• [Data for analysis]:

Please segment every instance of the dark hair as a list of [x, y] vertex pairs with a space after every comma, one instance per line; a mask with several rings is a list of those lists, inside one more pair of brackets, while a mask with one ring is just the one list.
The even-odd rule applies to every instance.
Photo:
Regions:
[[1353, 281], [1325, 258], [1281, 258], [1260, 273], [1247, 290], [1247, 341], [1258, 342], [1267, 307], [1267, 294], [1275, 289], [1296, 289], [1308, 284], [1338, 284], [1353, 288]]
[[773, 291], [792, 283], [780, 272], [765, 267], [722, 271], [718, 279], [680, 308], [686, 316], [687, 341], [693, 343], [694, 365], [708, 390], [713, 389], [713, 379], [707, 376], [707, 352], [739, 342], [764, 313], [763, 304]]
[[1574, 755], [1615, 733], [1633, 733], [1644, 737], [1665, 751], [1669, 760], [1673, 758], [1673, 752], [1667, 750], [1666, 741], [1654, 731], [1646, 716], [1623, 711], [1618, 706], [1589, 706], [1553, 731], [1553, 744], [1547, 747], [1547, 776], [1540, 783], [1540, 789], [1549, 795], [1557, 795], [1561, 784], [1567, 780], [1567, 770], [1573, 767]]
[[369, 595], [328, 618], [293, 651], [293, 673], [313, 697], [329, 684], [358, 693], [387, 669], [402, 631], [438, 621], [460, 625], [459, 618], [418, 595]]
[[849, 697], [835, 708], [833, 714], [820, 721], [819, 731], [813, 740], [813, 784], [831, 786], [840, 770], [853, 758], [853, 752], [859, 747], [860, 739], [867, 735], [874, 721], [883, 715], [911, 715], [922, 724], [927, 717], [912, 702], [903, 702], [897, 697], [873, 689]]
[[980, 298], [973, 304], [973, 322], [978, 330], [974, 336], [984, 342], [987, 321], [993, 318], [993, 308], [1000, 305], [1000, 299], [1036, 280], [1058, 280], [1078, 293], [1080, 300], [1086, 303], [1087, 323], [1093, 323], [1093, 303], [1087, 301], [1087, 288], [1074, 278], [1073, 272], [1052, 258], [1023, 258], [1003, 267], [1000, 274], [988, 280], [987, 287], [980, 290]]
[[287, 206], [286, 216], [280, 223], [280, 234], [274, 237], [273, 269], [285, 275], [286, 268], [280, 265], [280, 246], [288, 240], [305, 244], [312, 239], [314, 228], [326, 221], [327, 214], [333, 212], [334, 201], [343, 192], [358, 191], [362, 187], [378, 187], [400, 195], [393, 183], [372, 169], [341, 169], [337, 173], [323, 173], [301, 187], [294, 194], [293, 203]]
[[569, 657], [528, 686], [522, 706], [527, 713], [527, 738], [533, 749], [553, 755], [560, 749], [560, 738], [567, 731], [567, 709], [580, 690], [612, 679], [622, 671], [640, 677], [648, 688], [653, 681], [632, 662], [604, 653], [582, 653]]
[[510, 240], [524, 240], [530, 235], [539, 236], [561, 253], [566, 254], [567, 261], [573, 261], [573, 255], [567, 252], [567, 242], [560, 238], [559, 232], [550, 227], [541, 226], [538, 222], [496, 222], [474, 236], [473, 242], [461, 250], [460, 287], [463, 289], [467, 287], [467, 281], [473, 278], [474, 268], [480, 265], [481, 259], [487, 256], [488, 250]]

...

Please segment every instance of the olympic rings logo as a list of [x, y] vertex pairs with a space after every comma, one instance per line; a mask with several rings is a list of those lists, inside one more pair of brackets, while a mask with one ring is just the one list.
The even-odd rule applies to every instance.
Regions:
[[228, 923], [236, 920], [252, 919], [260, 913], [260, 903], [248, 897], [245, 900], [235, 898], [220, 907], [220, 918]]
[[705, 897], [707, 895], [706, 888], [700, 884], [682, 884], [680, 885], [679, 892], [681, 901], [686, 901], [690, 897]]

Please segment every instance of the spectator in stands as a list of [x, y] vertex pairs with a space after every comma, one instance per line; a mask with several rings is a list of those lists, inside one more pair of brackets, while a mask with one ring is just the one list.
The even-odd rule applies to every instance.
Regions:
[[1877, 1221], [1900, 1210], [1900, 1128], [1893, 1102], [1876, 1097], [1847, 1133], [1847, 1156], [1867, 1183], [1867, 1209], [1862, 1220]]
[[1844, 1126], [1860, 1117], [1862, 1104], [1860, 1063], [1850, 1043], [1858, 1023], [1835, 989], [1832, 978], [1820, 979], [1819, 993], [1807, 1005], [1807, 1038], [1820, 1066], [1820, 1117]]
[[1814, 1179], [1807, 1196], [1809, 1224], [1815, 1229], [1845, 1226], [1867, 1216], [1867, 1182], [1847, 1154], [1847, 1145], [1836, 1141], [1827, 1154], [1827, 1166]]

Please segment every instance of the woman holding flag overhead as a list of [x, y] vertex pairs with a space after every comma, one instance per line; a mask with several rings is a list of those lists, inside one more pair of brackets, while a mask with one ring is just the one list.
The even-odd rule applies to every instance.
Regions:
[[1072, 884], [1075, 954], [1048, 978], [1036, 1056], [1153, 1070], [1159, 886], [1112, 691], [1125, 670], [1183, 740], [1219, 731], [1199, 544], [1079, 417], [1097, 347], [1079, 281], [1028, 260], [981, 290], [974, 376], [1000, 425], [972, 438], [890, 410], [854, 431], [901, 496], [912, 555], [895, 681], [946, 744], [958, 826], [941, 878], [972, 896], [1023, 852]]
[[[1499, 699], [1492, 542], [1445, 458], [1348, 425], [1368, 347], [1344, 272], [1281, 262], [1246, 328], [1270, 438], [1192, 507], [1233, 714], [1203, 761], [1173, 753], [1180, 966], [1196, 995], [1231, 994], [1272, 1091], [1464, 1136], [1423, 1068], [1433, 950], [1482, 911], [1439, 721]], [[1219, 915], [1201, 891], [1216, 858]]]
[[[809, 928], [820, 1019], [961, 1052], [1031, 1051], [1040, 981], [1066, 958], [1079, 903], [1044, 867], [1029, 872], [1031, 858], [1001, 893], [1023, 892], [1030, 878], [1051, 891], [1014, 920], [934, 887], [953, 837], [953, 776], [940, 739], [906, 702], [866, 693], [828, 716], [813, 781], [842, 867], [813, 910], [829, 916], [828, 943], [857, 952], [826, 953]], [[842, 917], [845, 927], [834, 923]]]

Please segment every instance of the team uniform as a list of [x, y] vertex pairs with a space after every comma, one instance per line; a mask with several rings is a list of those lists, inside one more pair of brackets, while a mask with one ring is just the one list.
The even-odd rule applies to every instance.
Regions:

• [Problem statement]: Going through the entries, return every line holding the word "comma".

• [Exercise output]:
Please segment every instance of the dark hair as a list of [x, y] vertex pairs with a space after every comma, one instance per line; a mask with several rings is a list of those lists, inside one more pair of brackets, while a mask with one ring is just the one list.
Please segment every instance of the olympic rings logo as a list of [x, y] vertex pairs with a space after every comma, one instance per line; a mask with several rings is a list of those lists, inside one more pair of brackets, while a mask with one ring is just the one list.
Please segment every instance of the spectator in stands as a list of [x, y] vertex pairs with a space after every comma, one instance per line; a mask with several rings is a list of those lists, inside one more pair of brackets, while a mask with one ring is just the one list.
Please segment every instance of the woman holding flag overhead as a list of [x, y] vertex pairs with a space after every comma, one instance per line; a mask with several rings is a list of those lists, inside one more pair of brackets, while a mask with one ring is just the one list.
Please segment every instance of the team uniform as a list of [x, y] vertex pairs with a space after every comma, one instance per line; a mask with several rings is a list of those lists, inside one more pair of brackets, while a mask with one ring is just the one list.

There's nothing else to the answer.